* Data lines

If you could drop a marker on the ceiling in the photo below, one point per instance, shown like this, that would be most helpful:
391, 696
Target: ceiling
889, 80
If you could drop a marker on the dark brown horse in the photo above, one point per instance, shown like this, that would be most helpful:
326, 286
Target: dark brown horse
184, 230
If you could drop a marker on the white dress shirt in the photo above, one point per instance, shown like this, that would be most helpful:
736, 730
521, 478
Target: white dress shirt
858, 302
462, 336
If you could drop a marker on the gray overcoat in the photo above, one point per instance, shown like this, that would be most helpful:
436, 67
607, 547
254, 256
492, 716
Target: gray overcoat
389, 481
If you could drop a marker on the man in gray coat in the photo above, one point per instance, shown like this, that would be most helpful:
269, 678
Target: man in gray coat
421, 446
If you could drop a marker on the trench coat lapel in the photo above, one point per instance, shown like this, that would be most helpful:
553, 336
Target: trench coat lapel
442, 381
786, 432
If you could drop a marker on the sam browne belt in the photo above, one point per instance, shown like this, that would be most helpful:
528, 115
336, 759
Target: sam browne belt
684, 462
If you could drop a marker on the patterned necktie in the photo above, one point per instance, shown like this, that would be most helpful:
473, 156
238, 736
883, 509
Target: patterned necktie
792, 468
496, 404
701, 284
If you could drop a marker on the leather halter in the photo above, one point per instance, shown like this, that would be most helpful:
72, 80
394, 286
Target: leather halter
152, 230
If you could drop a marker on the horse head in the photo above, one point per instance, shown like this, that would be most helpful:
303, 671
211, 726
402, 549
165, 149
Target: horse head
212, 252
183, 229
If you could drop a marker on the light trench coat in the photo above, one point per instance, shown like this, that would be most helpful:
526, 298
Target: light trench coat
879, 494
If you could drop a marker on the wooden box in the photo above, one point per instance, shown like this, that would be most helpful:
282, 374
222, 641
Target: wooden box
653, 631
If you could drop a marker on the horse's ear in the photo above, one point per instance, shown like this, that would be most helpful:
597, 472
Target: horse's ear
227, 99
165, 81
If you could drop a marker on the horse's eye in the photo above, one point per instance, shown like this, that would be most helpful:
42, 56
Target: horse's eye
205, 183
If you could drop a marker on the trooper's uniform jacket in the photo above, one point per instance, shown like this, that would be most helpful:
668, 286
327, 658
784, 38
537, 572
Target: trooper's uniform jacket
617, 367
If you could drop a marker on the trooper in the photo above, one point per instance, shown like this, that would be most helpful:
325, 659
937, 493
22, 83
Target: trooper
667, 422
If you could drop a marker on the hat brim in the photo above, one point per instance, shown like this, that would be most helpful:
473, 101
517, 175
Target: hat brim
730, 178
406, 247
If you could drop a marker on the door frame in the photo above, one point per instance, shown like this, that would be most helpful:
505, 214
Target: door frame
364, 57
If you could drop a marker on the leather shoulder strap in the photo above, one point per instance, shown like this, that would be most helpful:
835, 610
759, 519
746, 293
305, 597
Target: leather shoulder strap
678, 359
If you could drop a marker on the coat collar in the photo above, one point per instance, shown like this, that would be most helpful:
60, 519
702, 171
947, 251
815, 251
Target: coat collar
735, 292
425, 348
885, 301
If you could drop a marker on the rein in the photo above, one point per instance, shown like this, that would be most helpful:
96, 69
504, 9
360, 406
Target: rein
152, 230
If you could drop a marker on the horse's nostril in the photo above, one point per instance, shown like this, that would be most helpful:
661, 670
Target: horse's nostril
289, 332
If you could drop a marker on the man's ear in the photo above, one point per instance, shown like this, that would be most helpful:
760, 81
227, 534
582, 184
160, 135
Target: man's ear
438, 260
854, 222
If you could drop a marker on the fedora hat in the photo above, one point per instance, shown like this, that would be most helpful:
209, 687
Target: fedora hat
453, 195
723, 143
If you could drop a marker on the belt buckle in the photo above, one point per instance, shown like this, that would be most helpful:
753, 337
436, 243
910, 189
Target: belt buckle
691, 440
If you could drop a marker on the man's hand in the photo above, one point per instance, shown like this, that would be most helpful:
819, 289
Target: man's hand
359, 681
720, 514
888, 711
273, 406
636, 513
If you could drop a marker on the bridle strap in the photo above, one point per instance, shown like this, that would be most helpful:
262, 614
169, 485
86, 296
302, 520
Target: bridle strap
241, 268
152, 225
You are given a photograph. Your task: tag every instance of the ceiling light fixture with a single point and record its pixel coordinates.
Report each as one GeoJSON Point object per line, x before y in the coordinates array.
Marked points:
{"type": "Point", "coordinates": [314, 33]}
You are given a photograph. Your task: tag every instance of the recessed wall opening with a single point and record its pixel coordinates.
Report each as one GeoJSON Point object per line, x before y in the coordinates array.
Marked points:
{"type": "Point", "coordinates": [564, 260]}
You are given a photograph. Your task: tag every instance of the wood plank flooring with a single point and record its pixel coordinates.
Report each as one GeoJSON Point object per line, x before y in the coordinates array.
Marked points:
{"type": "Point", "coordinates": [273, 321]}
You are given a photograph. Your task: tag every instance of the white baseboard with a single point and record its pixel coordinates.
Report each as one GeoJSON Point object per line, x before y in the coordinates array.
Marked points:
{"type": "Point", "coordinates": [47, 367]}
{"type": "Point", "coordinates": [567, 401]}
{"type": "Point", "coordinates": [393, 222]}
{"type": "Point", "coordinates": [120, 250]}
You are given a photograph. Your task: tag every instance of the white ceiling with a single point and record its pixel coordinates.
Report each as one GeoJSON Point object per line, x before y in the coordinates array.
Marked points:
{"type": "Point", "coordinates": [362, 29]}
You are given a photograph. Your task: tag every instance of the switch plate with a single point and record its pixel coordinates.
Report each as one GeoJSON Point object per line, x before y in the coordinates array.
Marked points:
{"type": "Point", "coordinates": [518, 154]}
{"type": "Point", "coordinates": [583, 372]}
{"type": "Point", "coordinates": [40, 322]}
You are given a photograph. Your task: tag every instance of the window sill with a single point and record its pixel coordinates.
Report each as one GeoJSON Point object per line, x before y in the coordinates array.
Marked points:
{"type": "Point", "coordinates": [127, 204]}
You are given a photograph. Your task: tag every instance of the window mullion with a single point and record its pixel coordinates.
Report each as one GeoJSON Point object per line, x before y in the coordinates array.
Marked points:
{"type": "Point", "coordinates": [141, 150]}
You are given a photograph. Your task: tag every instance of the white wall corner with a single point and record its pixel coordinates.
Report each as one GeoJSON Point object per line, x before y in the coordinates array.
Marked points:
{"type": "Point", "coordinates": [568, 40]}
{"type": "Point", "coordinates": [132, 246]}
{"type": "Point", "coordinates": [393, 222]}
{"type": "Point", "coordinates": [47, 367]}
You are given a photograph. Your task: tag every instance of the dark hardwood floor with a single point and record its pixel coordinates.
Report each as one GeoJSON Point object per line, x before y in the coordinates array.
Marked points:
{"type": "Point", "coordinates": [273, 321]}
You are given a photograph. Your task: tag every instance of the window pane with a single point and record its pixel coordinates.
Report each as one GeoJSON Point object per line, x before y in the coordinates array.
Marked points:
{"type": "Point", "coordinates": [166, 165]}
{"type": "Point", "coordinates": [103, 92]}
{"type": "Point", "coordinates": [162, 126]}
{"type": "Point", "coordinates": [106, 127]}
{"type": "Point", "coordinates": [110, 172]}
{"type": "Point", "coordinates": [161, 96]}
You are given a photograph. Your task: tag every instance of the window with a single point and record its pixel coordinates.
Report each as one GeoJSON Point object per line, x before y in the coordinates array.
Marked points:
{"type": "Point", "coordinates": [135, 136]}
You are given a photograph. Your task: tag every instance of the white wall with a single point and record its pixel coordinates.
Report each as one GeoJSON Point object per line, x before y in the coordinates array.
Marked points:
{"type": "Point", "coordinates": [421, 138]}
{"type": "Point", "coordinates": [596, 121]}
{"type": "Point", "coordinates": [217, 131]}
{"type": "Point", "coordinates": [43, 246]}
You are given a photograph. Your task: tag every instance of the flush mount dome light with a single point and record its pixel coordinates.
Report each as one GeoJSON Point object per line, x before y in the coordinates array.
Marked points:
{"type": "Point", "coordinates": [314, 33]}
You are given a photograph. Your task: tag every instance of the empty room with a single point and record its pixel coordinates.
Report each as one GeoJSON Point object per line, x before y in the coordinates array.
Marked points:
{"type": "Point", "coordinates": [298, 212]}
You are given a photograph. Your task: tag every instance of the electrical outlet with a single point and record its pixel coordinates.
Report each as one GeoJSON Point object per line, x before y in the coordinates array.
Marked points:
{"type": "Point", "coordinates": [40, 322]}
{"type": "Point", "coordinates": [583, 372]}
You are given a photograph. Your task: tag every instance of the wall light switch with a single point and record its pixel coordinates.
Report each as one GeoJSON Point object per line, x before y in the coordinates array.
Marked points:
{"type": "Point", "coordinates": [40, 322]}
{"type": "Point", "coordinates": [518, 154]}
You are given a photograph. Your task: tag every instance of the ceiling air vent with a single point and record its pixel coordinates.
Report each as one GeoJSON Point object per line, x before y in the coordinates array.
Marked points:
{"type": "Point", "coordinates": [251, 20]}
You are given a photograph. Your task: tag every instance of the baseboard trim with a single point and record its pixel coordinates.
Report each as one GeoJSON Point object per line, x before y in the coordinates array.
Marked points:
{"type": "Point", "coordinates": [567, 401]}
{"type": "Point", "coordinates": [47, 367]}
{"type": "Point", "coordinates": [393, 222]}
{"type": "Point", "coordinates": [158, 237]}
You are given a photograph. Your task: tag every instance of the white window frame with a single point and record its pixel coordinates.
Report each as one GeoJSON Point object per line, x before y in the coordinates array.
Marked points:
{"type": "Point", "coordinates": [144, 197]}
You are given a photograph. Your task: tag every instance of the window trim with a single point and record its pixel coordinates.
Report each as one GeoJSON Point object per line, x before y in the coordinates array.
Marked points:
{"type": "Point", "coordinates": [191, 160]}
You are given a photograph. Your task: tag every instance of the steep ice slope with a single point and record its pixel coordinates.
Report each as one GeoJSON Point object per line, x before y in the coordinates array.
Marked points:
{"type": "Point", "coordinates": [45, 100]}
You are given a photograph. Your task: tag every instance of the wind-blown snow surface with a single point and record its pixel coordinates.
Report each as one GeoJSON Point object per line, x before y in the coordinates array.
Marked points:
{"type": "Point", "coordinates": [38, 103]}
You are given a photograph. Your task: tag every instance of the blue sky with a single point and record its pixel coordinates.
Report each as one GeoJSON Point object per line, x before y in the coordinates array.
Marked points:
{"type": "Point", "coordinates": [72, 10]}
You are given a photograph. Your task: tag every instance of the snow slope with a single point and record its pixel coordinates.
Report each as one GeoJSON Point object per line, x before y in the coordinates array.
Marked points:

* To be done
Repeat only the lines running from the line that contains "the ceiling air" through the last line above, inclusive.

* Written answer
You are given a photograph. Your task: tag every instance of the ceiling air vent with a single point and record its pixel coordinates.
Report each as one GeoJSON Point object per line, x before y in the coordinates array.
Marked points:
{"type": "Point", "coordinates": [251, 20]}
You are given a photograph. Your task: tag every instance of the baseboard trim with a single point and record its pixel coordinates.
Report each as one GeoJSON Point object per line, x before y in the coordinates array.
Marked points:
{"type": "Point", "coordinates": [567, 401]}
{"type": "Point", "coordinates": [47, 367]}
{"type": "Point", "coordinates": [393, 222]}
{"type": "Point", "coordinates": [158, 237]}
You are given a photograph. Your task: tag every instance of the white window frame with a single point and record its pixel coordinates.
Report each as one GeoJSON Point object per line, x before y in the coordinates array.
Marked points:
{"type": "Point", "coordinates": [144, 197]}
You are given a photograph. Your task: tag every instance of the window trim with a single point and record its pixel coordinates.
Report each as one GeoJSON Point object per line, x before y in the coordinates array.
Marked points:
{"type": "Point", "coordinates": [191, 160]}
You are given a photograph. Your task: tag every instance of the steep ice slope with a single point and record its pixel coordinates.
Report each as one GeoJSON Point object per line, x before y in the coordinates array.
Marked points:
{"type": "Point", "coordinates": [45, 100]}
You are given a photograph. Your task: tag every instance of the wind-blown snow surface with a single point and record its pixel coordinates.
Report each as one GeoJSON Point object per line, x before y in the coordinates array.
Marked points:
{"type": "Point", "coordinates": [38, 103]}
You are given a photograph. Your task: tag every instance of the blue sky with a single point and record its pixel coordinates.
Report each as one GeoJSON Point object per line, x before y in the coordinates array.
Marked points:
{"type": "Point", "coordinates": [72, 10]}
You are given a photograph. Your task: tag every instance of the snow slope with a single point and record its pixel coordinates.
Report each as one GeoJSON Point object per line, x before y in the coordinates array.
Marked points:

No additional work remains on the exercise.